━━ ENTRIES PROVIDED ━━

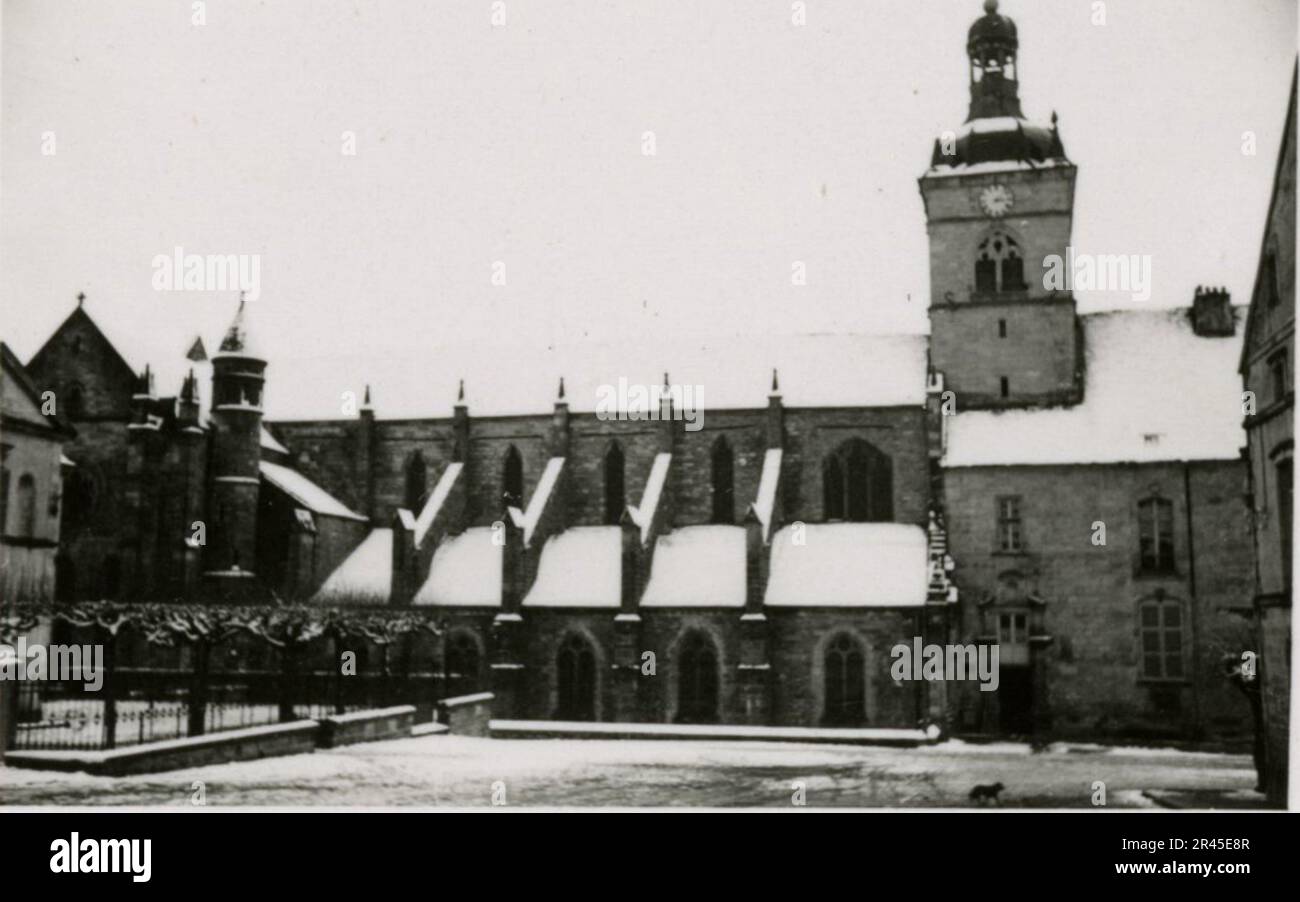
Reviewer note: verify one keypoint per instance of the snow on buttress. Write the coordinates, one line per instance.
(269, 442)
(1155, 390)
(436, 501)
(732, 372)
(698, 567)
(849, 564)
(767, 489)
(581, 567)
(644, 515)
(364, 573)
(537, 503)
(464, 572)
(304, 491)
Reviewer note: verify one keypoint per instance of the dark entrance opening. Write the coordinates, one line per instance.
(1015, 701)
(697, 681)
(845, 686)
(575, 680)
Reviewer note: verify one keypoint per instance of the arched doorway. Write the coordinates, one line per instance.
(845, 682)
(697, 680)
(575, 680)
(460, 671)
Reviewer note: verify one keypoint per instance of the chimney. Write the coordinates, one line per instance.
(1212, 312)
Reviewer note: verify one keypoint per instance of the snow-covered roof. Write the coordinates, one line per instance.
(269, 443)
(733, 372)
(849, 564)
(464, 572)
(364, 573)
(1153, 390)
(581, 567)
(698, 567)
(304, 491)
(436, 501)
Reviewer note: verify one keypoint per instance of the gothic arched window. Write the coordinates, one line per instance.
(462, 666)
(697, 680)
(512, 477)
(615, 494)
(857, 482)
(845, 682)
(26, 498)
(416, 482)
(575, 680)
(999, 264)
(724, 482)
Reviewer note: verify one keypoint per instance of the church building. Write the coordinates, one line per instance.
(1066, 486)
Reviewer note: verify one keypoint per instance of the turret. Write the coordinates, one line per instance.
(237, 384)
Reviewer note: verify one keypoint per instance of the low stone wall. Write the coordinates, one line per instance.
(237, 745)
(367, 725)
(467, 715)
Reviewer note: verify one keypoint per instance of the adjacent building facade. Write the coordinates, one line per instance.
(1066, 488)
(31, 465)
(1268, 373)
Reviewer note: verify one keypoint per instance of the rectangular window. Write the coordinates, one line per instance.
(1285, 501)
(1013, 629)
(1278, 376)
(1161, 629)
(1009, 534)
(1156, 534)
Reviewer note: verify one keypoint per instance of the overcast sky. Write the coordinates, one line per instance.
(523, 143)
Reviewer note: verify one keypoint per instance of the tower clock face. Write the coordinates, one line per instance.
(996, 200)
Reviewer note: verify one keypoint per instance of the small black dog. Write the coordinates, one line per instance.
(987, 792)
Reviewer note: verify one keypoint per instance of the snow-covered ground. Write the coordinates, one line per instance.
(463, 771)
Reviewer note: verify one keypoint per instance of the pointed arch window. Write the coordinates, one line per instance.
(615, 486)
(575, 680)
(845, 682)
(462, 664)
(512, 477)
(857, 481)
(416, 482)
(697, 680)
(723, 481)
(26, 497)
(1000, 264)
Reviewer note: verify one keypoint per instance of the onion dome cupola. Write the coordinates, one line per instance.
(996, 129)
(238, 339)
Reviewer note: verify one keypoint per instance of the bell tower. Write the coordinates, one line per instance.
(237, 381)
(999, 200)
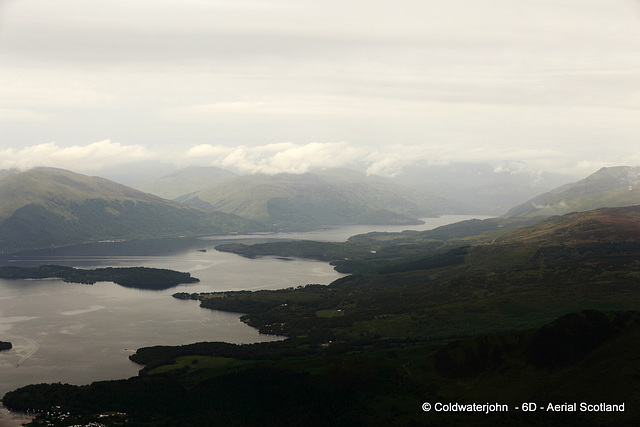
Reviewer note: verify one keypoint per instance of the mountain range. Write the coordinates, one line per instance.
(47, 207)
(323, 197)
(608, 187)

━━━

WHAT IS BEING ASKED: Every entry above is to be printed again exactly, pictures omitted.

TASK ANSWER:
Reviewer note: verify one keypoint per instance of the snow on buttress. Write the coordinates, one line per instance.
(269, 442)
(1155, 390)
(436, 501)
(732, 372)
(698, 567)
(849, 564)
(767, 489)
(581, 567)
(644, 515)
(364, 573)
(537, 503)
(464, 572)
(304, 491)
Reviewer note: verify one keypoint per instance of the dark entrance opening. Write the coordinates, one line per instance.
(1015, 701)
(697, 681)
(845, 686)
(575, 680)
Reviewer note: verify one keypoint per instance of the arched doorway. Write the coordinates, one line per instance.
(845, 682)
(697, 680)
(575, 680)
(460, 671)
Reviewer note: verify one keypoint per instance of the chimney. Write the coordinates, one line per instance.
(1212, 312)
Reviewer note: verify one keypoint per instance of the snow-covered roof. Write the coordinates, one line per instance.
(269, 443)
(733, 372)
(849, 564)
(464, 572)
(364, 573)
(1153, 390)
(581, 567)
(698, 567)
(304, 491)
(436, 501)
Reviewer note: verify one keypoint per instance of the gothic arched window. Write the coordinates, one line per instance.
(462, 666)
(697, 680)
(512, 477)
(615, 494)
(857, 482)
(845, 682)
(26, 498)
(416, 482)
(575, 680)
(999, 264)
(724, 482)
Reviewer note: verify one keypoint per instance of the church building. Write the coordinates, one line per instance.
(1066, 486)
Reviewer note: verify one keypoint per instance of the turret. Write the coordinates, one line per instance.
(237, 384)
Reviewer note: verify one keypoint per instance of the low stone wall. Write the coordinates, one line per instance.
(237, 745)
(367, 725)
(467, 715)
Reviewer note: verify one keypoint per instance of the adjacent building facade. Write the coordinates, one line per instance.
(1066, 488)
(31, 465)
(1268, 373)
Reviewer note: verify one keypoint per instance of the rectangular window. Write the coordinates, one line per instance.
(1285, 501)
(1013, 629)
(1278, 376)
(1161, 629)
(1009, 534)
(1156, 534)
Reviewer note: verify one keypoint per instance of the overcast sky. Write the coordinates, one line per instance.
(523, 143)
Reviewer note: verify one keypoint per instance of the tower clock face. Write the coordinates, one line per instance.
(996, 200)
Reviewer note: verify one keypoint per instance of the small black dog. Write the coordinates, one line per instance.
(987, 792)
Reviewer note: verify one keypoint per instance of the snow-covered ground. Write the coordinates, one line per instance.
(463, 771)
Reviewer note: verify one keypoint per instance of the pointed arch window. Write the coordinates, one line per instance.
(615, 486)
(575, 680)
(845, 682)
(462, 664)
(512, 477)
(857, 481)
(416, 482)
(697, 680)
(723, 481)
(26, 497)
(1000, 264)
Reviewer note: verify one keypoint per instance of the onion dome cupola. Write the coordinates, one line per instance.
(996, 129)
(238, 339)
Reviewer note: verify one keypoint per instance of the bell tower. Write the coordinates, one line per instance.
(237, 381)
(999, 200)
Reviewer note: verify one keypoint per instance of the mountain range. Write the coordinates, one line per instance.
(47, 207)
(323, 197)
(608, 187)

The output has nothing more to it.